» What is expected
Copy the lines of the records below word for word, starting at the line containing "Mark every instance of the blue" and ending at the line containing "[(118, 39)]", with both of those lines included.

» Dataset content
——

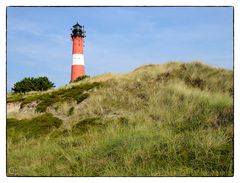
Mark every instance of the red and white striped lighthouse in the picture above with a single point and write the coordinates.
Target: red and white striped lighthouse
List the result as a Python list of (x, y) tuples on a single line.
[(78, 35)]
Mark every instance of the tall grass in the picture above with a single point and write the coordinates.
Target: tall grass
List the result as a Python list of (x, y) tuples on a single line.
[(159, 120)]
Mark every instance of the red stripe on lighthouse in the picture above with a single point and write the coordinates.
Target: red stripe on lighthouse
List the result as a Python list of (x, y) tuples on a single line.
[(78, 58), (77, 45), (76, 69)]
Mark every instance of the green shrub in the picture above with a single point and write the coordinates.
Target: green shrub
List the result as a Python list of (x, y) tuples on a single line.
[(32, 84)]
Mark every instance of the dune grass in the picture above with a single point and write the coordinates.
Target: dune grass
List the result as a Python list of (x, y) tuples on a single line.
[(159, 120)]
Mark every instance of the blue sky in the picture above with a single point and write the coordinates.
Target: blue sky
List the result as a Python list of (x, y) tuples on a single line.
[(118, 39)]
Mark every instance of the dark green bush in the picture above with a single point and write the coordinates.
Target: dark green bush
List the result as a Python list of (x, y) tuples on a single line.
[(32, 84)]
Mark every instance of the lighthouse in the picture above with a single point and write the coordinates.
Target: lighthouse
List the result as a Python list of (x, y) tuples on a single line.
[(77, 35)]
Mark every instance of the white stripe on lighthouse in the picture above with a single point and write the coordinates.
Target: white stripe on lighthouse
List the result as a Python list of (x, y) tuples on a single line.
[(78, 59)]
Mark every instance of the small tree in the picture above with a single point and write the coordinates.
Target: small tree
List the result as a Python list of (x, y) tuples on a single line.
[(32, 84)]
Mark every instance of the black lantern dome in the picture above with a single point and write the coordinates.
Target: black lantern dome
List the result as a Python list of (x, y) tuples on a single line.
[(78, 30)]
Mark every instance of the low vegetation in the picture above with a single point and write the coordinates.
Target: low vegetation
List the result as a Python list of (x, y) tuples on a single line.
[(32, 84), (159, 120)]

——

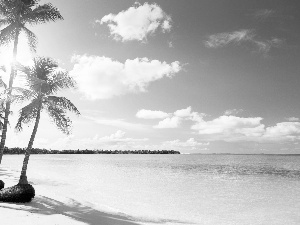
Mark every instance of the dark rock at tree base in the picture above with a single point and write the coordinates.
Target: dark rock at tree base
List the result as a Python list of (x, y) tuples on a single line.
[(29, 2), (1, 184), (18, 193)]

——

» Answer to this task
Mark every instance of the blue sky in the picture above with a single point and write the coordinates.
Target: blue sky
List the result as a Python list of (x, y) tuples on a single line.
[(118, 39)]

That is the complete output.